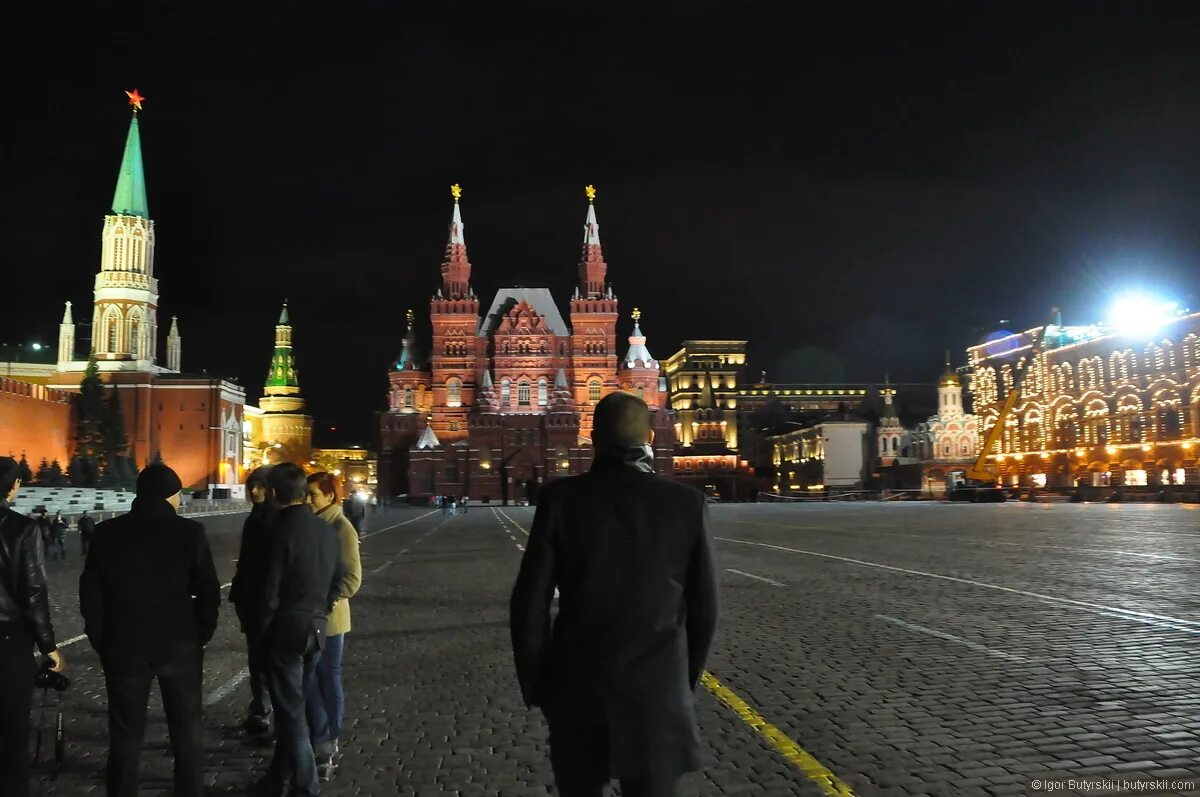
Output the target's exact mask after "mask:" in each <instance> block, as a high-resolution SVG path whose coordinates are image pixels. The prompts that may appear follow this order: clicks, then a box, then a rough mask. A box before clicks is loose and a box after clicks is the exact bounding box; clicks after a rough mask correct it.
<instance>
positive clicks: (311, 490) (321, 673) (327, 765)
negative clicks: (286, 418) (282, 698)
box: [305, 473, 362, 780]
mask: <svg viewBox="0 0 1200 797" xmlns="http://www.w3.org/2000/svg"><path fill="white" fill-rule="evenodd" d="M352 502H353V498H347V501H346V504H349V503H352ZM346 504H343V505H346ZM308 507H310V509H312V511H313V514H314V515H317V517H319V519H322V520H323V521H325V522H326V523H329V525H330V526H332V527H334V533H336V534H337V541H338V545H341V550H342V586H341V591H340V592H338V594H337V600H335V601H334V609H332V611H331V612H330V613H329V628H328V630H326V634H325V648H324V649H323V651H322V652H320V660H319V661H318V663H317V676H316V678H313V679H312V683H311V684H310V688H308V691H307V694H306V695H305V703H306V706H307V715H308V732H310V735H311V737H312V749H313V755H314V756H316V757H317V777H318V778H320V779H322V780H329V779H330V778H332V775H334V771H335V769H336V768H337V754H338V748H337V742H338V739H341V737H342V721H343V720H344V718H346V693H344V690H343V689H342V658H343V655H344V653H346V635H347V634H348V633H349V630H350V598H353V597H354V594H355V593H356V592H358V591H359V587H360V586H361V585H362V561H361V558H360V557H359V534H358V532H356V531H355V528H354V527H353V526H352V525H350V521H349V520H347V519H346V515H344V514H343V510H342V508H340V507H338V505H337V478H336V477H335V475H334V474H331V473H313V474H311V475H310V477H308Z"/></svg>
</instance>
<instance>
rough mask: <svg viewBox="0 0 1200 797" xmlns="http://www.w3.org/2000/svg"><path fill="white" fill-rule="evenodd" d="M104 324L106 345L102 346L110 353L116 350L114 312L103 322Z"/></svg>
mask: <svg viewBox="0 0 1200 797" xmlns="http://www.w3.org/2000/svg"><path fill="white" fill-rule="evenodd" d="M104 324H106V325H107V337H108V346H107V347H106V348H104V350H106V352H108V353H110V354H112V353H115V352H116V335H118V329H116V325H118V320H116V316H115V314H113V316H109V317H108V320H107V322H104Z"/></svg>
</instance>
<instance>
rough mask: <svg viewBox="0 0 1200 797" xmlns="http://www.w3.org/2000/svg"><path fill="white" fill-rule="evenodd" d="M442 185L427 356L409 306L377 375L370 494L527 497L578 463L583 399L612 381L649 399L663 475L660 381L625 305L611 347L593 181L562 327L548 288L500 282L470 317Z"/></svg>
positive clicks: (636, 324) (603, 253)
mask: <svg viewBox="0 0 1200 797" xmlns="http://www.w3.org/2000/svg"><path fill="white" fill-rule="evenodd" d="M451 191H452V193H454V197H455V205H454V215H452V217H451V221H450V236H449V240H448V242H446V248H445V257H444V258H443V262H442V287H440V288H439V289H438V292H437V294H436V295H434V296H433V298H432V299H431V301H430V320H431V323H432V328H433V329H432V331H433V346H432V352H431V354H430V356H427V358H422V356H420V355H419V354H418V344H416V336H415V332H414V330H413V314H412V312H409V314H408V330H407V334H406V336H404V343H403V350H402V353H401V355H400V358H398V359H397V361H396V364H395V366H394V368H392V371H391V372H390V374H389V382H390V385H391V389H390V392H389V397H388V403H389V409H388V412H386V413H384V414H383V415H382V417H380V437H382V450H380V462H379V480H380V492H382V495H383V496H385V497H390V496H396V495H410V496H428V495H449V496H464V495H466V496H470V497H472V498H473V499H482V501H505V502H508V501H516V499H521V498H528V499H530V501H534V499H535V497H536V491H538V487H539V485H541V484H544V483H545V481H547V480H550V479H553V478H557V477H560V475H568V474H571V473H580V472H582V471H586V469H587V468H588V467H589V466H590V462H592V451H590V444H592V441H590V433H592V412H593V407H595V405H596V402H598V401H600V400H601V399H602V397H604V396H606V395H608V394H610V392H613V391H616V390H628V391H630V392H635V394H637V395H640V396H642V397H643V399H644V400H646V402H647V403H648V405H649V406H650V407H652V411H653V424H654V427H655V444H654V449H655V461H656V468H658V471H659V473H671V453H672V449H673V445H674V429H673V421H672V418H671V412H670V408H668V406H667V396H666V385H665V383H664V382H662V378H661V374H660V368H659V362H658V361H656V360H655V359H654V358H653V356H652V355H650V353H649V350H648V349H647V348H646V337H644V336H643V335H642V331H641V325H640V320H638V319H640V317H641V313H640V312H638V311H636V310H635V311H634V313H632V318H634V330H632V335H630V337H629V348H628V349H626V352H625V354H624V355H623V356H618V352H617V319H618V301H617V296H616V295H614V294H613V292H612V287H611V286H610V284H608V281H607V270H608V266H607V264H606V263H605V259H604V252H602V250H601V247H600V226H599V223H598V222H596V215H595V205H594V204H593V203H592V199H594V197H595V192H594V190H592V188H590V186H589V188H588V198H589V203H588V211H587V221H586V223H584V228H583V251H582V256H581V258H580V263H578V287H577V288H576V289H575V294H574V295H572V298H571V300H570V304H569V307H570V311H569V320H570V324H569V325H568V323H566V320H565V319H564V318H563V314H562V313H560V312H559V308H558V305H557V304H556V301H554V299H553V296H552V295H551V293H550V290H548V289H547V288H502V289H499V290H498V292H497V293H496V296H494V298H493V300H492V302H491V305H488V307H487V310H486V312H484V313H482V314H481V313H480V302H479V298H478V296H476V295H475V292H474V289H473V288H472V284H470V276H472V265H470V262H469V260H468V258H467V241H466V235H464V229H463V223H462V212H461V210H460V206H458V197H460V190H458V187H457V186H455V187H454V188H452V190H451Z"/></svg>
--------
### INSTRUCTIONS FOR THE TASK
Your reply must contain each entry exactly as written and no pictures.

### EXERCISE RESPONSE
Output the target's exact mask after "mask:" in each <instance> block, as a high-resolution SVG path whose coordinates are image pixels. The prompts that may appear follow this order: clicks, then a box, then a rough mask. A box before clicks is loose and a box after clicks is the exact bounding box; clicks after a rough mask correct it.
<instance>
positive clicks: (311, 490) (321, 673) (327, 765)
negative clicks: (286, 418) (282, 698)
box: [305, 473, 362, 780]
mask: <svg viewBox="0 0 1200 797" xmlns="http://www.w3.org/2000/svg"><path fill="white" fill-rule="evenodd" d="M352 502H353V498H347V501H346V504H349V503H352ZM346 504H343V505H346ZM308 507H310V509H312V511H313V514H314V515H317V517H319V519H322V520H323V521H325V522H326V523H329V525H330V526H332V527H334V533H336V534H337V541H338V545H341V550H342V586H341V591H340V592H338V594H337V600H335V601H334V609H332V611H331V612H330V613H329V628H328V630H326V634H325V648H324V649H323V651H322V652H320V660H319V661H318V663H317V676H316V678H313V679H312V683H311V684H310V688H308V691H307V694H306V695H305V703H306V706H307V715H308V732H310V735H311V737H312V749H313V755H314V756H316V757H317V777H318V778H320V779H322V780H329V779H330V778H332V775H334V771H335V769H336V768H337V754H338V748H337V742H338V739H341V737H342V721H343V720H344V718H346V693H344V690H343V689H342V658H343V655H344V653H346V635H347V634H348V633H349V630H350V598H353V597H354V594H355V593H356V592H358V591H359V587H360V586H361V585H362V561H361V558H360V557H359V534H358V532H356V531H355V528H354V527H353V526H352V525H350V521H349V520H347V519H346V515H344V514H343V510H342V508H340V507H338V505H337V478H336V477H335V475H334V474H331V473H313V474H311V475H310V477H308Z"/></svg>
</instance>
<instance>
rough mask: <svg viewBox="0 0 1200 797" xmlns="http://www.w3.org/2000/svg"><path fill="white" fill-rule="evenodd" d="M104 324L106 345L102 346L110 353L116 350L114 312L103 322Z"/></svg>
mask: <svg viewBox="0 0 1200 797" xmlns="http://www.w3.org/2000/svg"><path fill="white" fill-rule="evenodd" d="M104 324H106V325H107V337H108V346H107V347H106V348H104V350H106V352H108V353H110V354H112V353H115V352H116V335H118V329H116V325H118V320H116V316H115V314H113V316H109V317H108V320H107V322H104Z"/></svg>
</instance>
<instance>
rough mask: <svg viewBox="0 0 1200 797" xmlns="http://www.w3.org/2000/svg"><path fill="white" fill-rule="evenodd" d="M442 185L427 356L409 306L377 375L370 494L527 497L578 463L583 399L612 381L649 399L663 475L660 381L625 305L611 347L593 181L562 327L548 288L500 282L470 317Z"/></svg>
positive clicks: (636, 324) (603, 253)
mask: <svg viewBox="0 0 1200 797" xmlns="http://www.w3.org/2000/svg"><path fill="white" fill-rule="evenodd" d="M451 191H452V193H454V197H455V205H454V215H452V217H451V221H450V236H449V240H448V242H446V248H445V257H444V258H443V262H442V287H440V288H439V289H438V292H437V294H436V295H434V296H433V298H432V299H431V301H430V320H431V323H432V328H433V329H432V331H433V346H432V352H431V354H430V356H427V358H422V356H420V355H419V354H418V344H416V336H415V332H414V330H413V314H412V312H409V314H408V330H407V334H406V336H404V343H403V350H402V353H401V355H400V358H398V359H397V361H396V364H395V366H394V368H392V371H391V372H390V374H389V382H390V385H391V389H390V392H389V397H388V403H389V409H388V412H386V413H384V414H383V415H382V417H380V437H382V450H380V462H379V480H380V492H382V495H383V496H385V497H390V496H396V495H410V496H428V495H449V496H464V495H466V496H470V497H472V498H473V499H482V501H505V502H508V501H516V499H521V498H528V499H530V501H534V499H535V497H536V491H538V487H539V485H541V484H544V483H545V481H547V480H550V479H553V478H557V477H560V475H568V474H571V473H580V472H582V471H586V469H587V468H588V467H589V466H590V462H592V451H590V444H592V441H590V433H592V412H593V407H595V405H596V402H598V401H600V400H601V399H602V397H604V396H606V395H608V394H610V392H613V391H616V390H628V391H630V392H635V394H637V395H640V396H642V397H643V399H644V400H646V402H647V403H648V405H649V406H650V407H652V411H653V424H654V427H655V444H654V449H655V461H656V468H658V471H659V473H671V453H672V449H673V445H674V429H673V421H672V418H671V412H670V408H668V406H667V396H666V385H665V383H664V382H662V378H661V374H660V368H659V362H658V361H656V360H655V359H654V358H653V356H652V355H650V353H649V350H648V349H647V348H646V337H644V336H643V335H642V331H641V325H640V320H638V319H640V317H641V313H640V312H638V311H636V310H635V311H634V313H632V318H634V330H632V335H630V337H629V348H628V349H626V352H625V354H624V355H623V356H618V352H617V319H618V301H617V296H616V295H614V294H613V292H612V287H611V286H610V284H608V281H607V270H608V266H607V264H606V263H605V259H604V252H602V250H601V247H600V226H599V223H598V222H596V215H595V205H594V204H593V203H592V199H594V197H595V192H594V190H592V188H590V186H589V188H588V198H589V203H588V211H587V221H586V223H584V228H583V251H582V256H581V258H580V263H578V287H577V288H576V289H575V294H574V295H572V298H571V300H570V304H569V307H570V311H569V320H570V324H569V325H568V323H566V320H565V319H564V318H563V314H562V313H560V312H559V308H558V305H557V304H556V301H554V299H553V296H552V295H551V293H550V290H548V289H547V288H502V289H499V290H498V292H497V293H496V296H494V298H493V300H492V302H491V305H488V307H487V310H486V312H484V313H482V314H481V313H480V302H479V298H478V296H476V295H475V292H474V289H473V288H472V284H470V276H472V265H470V262H469V260H468V258H467V241H466V235H464V229H463V223H462V212H461V210H460V206H458V197H460V190H458V187H457V186H455V187H454V188H452V190H451Z"/></svg>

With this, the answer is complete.